- EXERCISE INSTRUCTIONS -
Count how many lines in the following data hold the word "behind". Your answer is the number and nothing else.

GIVEN DATA Start Marker

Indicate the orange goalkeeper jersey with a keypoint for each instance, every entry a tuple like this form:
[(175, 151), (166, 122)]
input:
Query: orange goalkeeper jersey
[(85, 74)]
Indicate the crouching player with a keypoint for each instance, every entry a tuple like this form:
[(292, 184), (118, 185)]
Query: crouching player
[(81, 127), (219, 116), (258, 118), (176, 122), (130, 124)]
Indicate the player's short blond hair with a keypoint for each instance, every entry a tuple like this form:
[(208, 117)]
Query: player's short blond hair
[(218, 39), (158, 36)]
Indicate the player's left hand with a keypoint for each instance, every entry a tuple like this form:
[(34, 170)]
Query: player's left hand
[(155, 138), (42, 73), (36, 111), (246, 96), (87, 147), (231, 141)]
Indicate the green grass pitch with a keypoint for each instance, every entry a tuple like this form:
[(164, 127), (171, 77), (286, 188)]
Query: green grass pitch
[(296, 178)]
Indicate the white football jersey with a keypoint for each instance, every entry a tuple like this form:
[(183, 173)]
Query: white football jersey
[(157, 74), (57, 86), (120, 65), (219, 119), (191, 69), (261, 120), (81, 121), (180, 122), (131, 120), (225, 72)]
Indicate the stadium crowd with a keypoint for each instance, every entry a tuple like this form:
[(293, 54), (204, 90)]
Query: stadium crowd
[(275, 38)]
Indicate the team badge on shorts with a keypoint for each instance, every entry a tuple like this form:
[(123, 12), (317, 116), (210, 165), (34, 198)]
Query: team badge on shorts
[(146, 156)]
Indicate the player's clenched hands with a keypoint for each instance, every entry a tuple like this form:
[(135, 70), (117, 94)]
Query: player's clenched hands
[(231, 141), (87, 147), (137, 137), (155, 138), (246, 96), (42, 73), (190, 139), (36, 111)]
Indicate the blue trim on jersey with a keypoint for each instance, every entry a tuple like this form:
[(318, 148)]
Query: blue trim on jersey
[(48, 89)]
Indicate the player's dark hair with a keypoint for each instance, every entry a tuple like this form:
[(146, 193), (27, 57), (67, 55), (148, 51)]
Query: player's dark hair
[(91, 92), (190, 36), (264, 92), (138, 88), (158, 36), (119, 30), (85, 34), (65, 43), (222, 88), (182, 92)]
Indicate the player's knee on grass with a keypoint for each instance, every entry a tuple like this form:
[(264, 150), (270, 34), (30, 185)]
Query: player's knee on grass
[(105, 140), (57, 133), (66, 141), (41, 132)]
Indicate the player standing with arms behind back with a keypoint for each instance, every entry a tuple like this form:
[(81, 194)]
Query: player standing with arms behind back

GIVEN DATA End Marker

- YOUR SOLUTION -
2